-- begin --
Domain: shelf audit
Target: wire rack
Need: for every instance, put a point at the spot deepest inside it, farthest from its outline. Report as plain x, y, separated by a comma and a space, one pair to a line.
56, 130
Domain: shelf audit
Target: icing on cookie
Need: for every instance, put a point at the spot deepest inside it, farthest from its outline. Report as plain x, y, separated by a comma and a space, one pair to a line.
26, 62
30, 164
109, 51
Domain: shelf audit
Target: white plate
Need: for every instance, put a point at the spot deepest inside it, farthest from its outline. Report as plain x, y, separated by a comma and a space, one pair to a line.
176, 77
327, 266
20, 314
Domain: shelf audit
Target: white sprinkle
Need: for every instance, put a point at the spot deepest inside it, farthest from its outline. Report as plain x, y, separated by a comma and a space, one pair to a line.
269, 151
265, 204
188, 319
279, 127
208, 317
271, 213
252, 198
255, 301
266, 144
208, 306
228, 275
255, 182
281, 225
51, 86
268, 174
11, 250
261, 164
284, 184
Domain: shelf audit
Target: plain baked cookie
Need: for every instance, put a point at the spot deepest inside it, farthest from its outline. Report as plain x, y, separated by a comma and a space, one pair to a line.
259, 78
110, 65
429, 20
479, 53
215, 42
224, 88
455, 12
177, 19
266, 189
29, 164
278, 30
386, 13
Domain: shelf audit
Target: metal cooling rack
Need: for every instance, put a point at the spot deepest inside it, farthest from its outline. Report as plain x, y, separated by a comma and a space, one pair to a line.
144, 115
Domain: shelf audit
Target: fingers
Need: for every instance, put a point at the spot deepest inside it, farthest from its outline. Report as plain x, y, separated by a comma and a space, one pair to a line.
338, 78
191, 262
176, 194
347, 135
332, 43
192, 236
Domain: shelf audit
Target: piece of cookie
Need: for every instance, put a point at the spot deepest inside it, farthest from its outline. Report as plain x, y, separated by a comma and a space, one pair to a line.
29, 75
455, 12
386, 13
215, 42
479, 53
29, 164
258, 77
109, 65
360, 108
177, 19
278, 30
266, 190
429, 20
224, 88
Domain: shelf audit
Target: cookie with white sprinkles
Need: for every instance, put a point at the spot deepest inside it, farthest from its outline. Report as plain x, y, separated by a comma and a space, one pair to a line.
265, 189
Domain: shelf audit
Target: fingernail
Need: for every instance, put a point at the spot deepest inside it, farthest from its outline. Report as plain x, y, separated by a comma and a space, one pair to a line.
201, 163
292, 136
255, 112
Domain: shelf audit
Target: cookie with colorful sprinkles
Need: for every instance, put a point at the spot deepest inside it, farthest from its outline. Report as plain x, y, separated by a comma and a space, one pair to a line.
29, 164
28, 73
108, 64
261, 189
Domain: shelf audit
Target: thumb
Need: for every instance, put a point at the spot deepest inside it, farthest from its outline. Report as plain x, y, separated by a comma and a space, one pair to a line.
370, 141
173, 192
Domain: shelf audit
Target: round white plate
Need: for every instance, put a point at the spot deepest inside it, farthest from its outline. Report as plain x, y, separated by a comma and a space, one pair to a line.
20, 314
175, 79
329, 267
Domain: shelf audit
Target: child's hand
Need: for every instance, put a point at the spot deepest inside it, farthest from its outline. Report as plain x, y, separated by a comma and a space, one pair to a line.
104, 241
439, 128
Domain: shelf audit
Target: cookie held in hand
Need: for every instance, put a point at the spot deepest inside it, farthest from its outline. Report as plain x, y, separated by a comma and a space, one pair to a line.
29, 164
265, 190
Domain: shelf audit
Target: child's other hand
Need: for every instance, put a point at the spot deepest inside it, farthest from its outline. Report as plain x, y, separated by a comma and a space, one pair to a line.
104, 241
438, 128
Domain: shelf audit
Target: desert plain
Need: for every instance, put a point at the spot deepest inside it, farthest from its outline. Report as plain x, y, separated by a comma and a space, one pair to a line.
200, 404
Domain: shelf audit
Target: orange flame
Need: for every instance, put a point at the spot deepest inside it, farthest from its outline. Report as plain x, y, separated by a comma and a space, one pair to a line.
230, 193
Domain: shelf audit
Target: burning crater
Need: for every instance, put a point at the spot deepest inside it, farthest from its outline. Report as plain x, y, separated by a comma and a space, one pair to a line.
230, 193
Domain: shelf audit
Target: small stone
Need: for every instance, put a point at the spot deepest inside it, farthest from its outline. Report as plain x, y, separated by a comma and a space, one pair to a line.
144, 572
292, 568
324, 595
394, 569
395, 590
-- end --
Objective: Pull out every line of the records that contains the word "child", and copy each one in full.

The completed task:
Target: child's hand
Target: child's other hand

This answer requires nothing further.